• REGISTROS PROPORCIONADOS:

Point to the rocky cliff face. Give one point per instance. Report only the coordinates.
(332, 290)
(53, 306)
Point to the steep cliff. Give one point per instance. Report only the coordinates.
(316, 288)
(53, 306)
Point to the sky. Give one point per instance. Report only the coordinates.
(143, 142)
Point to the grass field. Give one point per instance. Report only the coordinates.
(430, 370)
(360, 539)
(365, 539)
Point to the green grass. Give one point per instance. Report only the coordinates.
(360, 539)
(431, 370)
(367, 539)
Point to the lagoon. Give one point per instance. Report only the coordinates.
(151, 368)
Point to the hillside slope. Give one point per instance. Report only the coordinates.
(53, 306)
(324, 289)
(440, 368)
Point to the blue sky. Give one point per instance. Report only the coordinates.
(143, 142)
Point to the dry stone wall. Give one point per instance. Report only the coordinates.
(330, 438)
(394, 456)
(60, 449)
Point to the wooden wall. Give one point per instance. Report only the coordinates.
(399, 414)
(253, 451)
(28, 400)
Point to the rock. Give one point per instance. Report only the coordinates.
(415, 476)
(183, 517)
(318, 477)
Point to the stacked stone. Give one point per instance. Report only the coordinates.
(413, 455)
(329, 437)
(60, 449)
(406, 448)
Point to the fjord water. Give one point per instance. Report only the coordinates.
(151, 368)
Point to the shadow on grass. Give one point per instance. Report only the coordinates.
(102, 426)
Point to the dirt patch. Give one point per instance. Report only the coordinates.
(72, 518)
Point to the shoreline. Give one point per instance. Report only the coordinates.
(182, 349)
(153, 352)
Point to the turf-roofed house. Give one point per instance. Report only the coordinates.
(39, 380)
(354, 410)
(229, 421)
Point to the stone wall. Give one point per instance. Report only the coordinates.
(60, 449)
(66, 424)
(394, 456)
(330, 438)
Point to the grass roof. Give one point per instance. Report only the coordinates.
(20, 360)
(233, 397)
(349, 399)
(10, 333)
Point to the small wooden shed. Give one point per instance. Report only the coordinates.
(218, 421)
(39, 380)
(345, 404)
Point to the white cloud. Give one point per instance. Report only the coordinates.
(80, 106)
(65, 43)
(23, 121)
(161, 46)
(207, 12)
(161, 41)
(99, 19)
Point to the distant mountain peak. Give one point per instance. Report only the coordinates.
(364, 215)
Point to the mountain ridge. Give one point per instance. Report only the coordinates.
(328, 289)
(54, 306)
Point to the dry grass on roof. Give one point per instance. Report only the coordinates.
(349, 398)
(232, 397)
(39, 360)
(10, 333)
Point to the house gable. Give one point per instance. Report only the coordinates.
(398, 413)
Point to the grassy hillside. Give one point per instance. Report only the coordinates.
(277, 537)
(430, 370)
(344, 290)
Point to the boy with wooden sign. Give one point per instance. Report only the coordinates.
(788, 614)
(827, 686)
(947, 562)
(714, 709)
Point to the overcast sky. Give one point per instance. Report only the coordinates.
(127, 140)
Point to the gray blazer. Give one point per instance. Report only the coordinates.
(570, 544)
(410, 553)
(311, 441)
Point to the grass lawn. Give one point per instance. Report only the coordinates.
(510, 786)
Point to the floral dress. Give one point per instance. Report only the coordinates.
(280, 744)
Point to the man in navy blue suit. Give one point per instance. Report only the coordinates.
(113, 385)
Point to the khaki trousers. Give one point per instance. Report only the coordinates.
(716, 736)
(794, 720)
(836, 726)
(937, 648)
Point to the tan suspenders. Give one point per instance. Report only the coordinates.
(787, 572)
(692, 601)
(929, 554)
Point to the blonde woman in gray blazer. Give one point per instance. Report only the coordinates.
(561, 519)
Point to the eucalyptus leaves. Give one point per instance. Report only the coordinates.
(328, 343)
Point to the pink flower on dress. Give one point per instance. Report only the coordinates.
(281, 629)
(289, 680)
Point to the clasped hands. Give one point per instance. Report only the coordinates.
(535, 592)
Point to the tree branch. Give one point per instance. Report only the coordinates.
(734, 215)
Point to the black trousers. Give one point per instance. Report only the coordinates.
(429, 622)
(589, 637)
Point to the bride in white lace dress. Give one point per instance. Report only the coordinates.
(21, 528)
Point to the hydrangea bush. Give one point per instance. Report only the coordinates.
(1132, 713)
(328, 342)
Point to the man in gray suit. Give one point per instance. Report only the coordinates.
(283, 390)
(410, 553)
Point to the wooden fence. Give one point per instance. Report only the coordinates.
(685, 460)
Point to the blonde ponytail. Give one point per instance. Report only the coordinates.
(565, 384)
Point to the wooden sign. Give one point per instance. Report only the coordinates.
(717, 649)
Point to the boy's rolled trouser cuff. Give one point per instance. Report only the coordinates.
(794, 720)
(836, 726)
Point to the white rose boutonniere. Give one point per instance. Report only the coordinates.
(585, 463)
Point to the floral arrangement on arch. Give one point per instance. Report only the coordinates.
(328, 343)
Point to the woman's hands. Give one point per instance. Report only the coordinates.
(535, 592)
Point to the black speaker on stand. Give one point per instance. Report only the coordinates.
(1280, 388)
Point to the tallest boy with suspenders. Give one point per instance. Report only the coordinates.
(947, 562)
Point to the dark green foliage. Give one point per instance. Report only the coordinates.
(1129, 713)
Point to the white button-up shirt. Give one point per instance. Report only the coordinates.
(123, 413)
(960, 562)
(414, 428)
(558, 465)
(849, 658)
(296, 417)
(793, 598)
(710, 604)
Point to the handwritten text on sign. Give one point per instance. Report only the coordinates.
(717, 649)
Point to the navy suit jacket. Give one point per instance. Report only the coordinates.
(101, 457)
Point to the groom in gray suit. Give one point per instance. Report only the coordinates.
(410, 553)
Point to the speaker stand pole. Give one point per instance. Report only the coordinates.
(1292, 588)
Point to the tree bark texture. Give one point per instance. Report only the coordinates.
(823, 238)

• INSTRUCCIONES DE LA TAREA:
Reproduce los registros desde la línea que contiene "Point to the boy's" hasta el final de los registros, con ambos extremos incluidos. Sustituye "white button-up shirt" por "white dress shirt" y deja todo lo demás sin cambios.

• RESULTADO DEL EJERCICIO:
Point to the boy's rolled trouser cuff. Give one point per instance. Report only the coordinates.
(794, 720)
(836, 726)
Point to the white rose boutonniere. Give one point per instance. Report only the coordinates.
(585, 463)
Point to the floral arrangement on arch. Give one point per instance. Report only the coordinates.
(328, 343)
Point to the woman's hands. Give one point per instance. Report only the coordinates.
(535, 592)
Point to the black speaker on stand. Give one point per instance. Report only the coordinates.
(1280, 388)
Point to the tallest boy with suspenders. Give one point per instance. Report only the coordinates.
(947, 562)
Point to the dark green foliage. Give one point per instance. Report only the coordinates.
(1129, 713)
Point to the white dress shirt. Give one point per instance. Report only the coordinates.
(123, 413)
(960, 562)
(414, 428)
(558, 465)
(849, 658)
(296, 417)
(793, 598)
(710, 604)
Point to the handwritten text on sign. Give one point per instance. Report only the coordinates.
(717, 649)
Point to the navy suit jacket. Give one point per instance. Report only the coordinates.
(101, 457)
Point to the groom in gray suit. Give one point per instance. Report only the coordinates.
(410, 553)
Point to the speaker stand pole. Give one point per instance. Report only the coordinates.
(1292, 588)
Point to the tree bark texture. Give one point per instance. Report only the coordinates.
(823, 238)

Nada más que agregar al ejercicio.